■ Entries supplied
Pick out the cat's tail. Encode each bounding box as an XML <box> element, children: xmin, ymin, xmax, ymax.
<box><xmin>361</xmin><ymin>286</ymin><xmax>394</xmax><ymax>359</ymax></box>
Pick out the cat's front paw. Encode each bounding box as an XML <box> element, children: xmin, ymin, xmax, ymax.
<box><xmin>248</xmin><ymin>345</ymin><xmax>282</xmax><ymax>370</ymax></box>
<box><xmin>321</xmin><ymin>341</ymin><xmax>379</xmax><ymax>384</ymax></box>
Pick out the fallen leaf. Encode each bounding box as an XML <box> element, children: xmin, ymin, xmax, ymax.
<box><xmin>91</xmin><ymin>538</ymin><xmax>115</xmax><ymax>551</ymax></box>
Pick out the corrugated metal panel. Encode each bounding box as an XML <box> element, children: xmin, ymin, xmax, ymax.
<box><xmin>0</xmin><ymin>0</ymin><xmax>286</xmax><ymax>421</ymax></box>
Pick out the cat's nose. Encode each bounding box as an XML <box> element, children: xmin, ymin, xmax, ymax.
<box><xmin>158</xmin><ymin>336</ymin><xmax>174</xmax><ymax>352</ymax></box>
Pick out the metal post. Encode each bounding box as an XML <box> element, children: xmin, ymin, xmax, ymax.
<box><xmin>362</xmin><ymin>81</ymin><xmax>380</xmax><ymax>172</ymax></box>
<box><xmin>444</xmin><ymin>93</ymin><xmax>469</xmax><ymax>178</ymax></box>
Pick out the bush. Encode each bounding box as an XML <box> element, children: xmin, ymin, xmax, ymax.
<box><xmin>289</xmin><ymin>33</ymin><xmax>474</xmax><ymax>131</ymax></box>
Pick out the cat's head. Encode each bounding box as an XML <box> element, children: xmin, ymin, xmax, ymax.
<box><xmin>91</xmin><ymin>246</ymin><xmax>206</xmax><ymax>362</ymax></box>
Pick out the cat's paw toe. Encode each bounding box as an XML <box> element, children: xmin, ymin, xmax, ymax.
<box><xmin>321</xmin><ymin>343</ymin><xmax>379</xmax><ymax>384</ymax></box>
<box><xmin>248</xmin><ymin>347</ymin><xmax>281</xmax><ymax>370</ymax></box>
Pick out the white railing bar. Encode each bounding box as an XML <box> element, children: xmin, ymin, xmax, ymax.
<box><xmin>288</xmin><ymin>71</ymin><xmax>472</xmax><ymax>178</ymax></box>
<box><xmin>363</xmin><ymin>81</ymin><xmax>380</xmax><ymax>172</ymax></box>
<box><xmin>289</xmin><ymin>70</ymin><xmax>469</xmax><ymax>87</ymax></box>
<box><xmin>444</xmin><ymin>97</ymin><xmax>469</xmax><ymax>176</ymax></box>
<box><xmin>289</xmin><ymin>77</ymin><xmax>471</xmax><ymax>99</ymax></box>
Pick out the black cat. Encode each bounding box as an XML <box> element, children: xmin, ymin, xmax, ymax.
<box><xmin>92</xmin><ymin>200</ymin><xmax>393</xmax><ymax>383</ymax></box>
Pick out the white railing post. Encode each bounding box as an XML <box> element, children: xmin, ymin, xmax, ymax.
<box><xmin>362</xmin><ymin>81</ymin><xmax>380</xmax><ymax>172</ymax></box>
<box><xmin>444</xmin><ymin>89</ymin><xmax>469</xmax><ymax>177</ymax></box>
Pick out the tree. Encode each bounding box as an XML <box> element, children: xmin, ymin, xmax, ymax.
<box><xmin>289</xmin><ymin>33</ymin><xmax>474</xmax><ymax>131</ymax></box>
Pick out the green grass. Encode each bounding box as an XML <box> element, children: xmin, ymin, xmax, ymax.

■ Goal
Count the lines in the records above that contain the string "railing", matching case exactly, and give only the number.

■ Task response
2